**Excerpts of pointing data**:
━━━━━━━━

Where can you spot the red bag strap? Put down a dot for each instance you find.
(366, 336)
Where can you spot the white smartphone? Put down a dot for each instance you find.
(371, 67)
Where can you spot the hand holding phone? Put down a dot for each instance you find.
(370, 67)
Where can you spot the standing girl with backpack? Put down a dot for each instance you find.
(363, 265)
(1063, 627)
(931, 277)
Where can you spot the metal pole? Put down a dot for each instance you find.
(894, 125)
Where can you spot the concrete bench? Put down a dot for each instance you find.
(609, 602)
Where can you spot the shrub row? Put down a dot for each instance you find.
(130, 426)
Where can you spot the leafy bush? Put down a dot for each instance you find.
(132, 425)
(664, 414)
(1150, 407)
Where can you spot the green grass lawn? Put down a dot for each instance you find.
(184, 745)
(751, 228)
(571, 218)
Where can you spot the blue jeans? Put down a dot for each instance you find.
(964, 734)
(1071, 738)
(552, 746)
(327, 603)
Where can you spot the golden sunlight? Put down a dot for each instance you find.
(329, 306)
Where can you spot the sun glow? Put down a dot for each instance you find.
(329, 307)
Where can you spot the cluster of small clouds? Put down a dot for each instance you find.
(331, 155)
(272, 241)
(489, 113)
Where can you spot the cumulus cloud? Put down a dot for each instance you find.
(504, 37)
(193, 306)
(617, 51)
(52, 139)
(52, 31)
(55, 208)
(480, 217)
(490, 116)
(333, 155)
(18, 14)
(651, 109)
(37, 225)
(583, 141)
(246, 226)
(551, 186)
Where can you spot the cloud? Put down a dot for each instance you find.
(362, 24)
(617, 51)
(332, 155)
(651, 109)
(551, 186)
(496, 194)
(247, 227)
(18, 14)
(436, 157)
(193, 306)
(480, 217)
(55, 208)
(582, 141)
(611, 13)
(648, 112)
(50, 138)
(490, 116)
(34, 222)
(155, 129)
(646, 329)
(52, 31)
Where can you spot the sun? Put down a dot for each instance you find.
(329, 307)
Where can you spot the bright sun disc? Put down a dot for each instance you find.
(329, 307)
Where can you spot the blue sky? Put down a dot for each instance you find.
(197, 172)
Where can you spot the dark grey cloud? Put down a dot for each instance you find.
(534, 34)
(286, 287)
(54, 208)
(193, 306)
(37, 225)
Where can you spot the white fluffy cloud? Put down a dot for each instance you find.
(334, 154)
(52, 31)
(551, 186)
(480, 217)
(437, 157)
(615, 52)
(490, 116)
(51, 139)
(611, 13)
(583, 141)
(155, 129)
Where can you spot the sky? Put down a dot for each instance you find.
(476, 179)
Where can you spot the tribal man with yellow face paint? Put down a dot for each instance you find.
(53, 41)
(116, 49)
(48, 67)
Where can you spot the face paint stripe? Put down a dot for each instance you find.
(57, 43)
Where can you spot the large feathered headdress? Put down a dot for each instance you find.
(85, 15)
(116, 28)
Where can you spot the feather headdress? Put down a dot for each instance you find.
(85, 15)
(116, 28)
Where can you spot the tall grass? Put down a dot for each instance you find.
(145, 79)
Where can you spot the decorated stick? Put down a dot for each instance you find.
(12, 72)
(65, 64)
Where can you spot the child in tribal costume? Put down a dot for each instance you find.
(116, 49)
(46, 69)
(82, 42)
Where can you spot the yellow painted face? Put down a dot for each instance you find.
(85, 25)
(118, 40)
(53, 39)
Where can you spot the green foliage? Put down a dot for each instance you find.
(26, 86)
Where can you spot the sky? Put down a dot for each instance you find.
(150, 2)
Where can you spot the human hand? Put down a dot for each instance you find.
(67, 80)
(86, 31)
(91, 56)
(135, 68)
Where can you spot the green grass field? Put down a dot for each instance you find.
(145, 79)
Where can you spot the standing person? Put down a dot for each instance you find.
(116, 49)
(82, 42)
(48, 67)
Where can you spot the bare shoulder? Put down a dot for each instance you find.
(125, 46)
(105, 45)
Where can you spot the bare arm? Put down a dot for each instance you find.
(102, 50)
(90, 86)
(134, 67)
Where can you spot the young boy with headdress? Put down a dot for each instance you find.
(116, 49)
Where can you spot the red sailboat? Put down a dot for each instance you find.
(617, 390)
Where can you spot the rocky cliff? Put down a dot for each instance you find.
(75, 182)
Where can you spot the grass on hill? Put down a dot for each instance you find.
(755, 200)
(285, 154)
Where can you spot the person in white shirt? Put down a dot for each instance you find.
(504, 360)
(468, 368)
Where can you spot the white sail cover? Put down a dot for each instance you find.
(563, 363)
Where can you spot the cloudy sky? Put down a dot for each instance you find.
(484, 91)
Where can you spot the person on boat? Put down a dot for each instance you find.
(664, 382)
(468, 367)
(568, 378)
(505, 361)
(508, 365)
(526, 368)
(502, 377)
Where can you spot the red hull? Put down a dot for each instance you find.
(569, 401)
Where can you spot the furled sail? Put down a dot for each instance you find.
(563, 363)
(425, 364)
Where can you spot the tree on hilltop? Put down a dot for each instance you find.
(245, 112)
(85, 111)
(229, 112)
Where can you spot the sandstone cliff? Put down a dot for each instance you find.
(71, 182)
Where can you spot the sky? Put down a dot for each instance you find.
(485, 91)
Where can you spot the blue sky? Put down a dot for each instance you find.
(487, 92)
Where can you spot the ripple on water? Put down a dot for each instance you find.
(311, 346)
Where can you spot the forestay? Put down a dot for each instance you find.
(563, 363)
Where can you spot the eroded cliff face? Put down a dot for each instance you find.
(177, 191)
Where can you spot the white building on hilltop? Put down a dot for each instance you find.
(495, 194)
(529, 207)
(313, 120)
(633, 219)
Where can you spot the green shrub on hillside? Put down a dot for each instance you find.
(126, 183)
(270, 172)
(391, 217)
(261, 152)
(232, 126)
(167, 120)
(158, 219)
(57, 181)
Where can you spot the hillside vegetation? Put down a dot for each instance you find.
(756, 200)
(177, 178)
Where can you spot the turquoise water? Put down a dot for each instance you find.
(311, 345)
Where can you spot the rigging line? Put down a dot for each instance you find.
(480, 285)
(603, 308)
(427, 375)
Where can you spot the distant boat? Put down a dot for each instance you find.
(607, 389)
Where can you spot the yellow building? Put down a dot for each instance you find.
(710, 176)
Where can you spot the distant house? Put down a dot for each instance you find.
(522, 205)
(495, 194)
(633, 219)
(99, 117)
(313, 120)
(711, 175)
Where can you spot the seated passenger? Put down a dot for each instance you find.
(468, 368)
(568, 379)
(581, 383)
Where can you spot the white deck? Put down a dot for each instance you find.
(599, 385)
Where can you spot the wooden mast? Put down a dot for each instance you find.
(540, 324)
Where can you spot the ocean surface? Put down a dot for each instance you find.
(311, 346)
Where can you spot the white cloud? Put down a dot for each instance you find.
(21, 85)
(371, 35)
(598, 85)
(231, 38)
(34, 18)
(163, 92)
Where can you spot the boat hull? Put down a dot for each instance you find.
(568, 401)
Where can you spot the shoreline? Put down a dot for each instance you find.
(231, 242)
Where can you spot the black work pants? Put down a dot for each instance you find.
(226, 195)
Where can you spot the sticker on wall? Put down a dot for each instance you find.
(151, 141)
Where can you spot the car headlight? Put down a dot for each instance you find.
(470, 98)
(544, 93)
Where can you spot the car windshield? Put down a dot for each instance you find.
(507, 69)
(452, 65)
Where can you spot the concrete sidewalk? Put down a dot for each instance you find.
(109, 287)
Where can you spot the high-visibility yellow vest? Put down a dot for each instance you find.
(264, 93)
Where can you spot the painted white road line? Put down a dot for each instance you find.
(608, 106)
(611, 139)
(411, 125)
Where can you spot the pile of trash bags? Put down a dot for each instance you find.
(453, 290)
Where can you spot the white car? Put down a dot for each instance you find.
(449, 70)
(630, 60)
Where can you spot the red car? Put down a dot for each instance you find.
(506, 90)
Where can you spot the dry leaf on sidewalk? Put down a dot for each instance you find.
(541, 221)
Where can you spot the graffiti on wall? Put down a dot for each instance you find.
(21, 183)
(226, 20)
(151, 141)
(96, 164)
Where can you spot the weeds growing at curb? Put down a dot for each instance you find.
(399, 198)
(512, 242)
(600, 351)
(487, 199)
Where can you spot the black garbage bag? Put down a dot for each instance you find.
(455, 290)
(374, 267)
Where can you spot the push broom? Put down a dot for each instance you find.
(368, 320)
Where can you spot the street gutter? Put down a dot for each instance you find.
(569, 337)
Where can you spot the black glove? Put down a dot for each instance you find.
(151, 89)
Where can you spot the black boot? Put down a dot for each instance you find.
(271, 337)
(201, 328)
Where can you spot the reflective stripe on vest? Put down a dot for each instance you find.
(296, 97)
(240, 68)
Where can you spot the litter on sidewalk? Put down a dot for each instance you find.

━━━━━━━━

**Do this**: Set down, word for word, only the lines running from the line with "Where can you spot the weeds" to the last line of the listing above. Both of those lines belong in your answer.

**Answer to the task**:
Where can you spot the weeds growing at curb? Put down a dot for each instance you find.
(399, 198)
(512, 242)
(600, 351)
(487, 199)
Where can you spot the black garbage bag? Put down a dot for each instance you find.
(455, 290)
(374, 267)
Where can you spot the push broom? Put down a dot for each instance you find.
(368, 320)
Where can you spot the street gutter? Put down a dot for each instance you find.
(569, 337)
Where can you spot the black glove? Put down a dot for each instance you find.
(151, 89)
Where can you spot the black boot? Put down a dot for each instance you find.
(271, 337)
(201, 328)
Where can you spot the reflective stripe on vest? Put down a dot for each instance you find.
(296, 97)
(240, 68)
Where can you spot the litter on sidewalk? Put down a dot for each instance you find.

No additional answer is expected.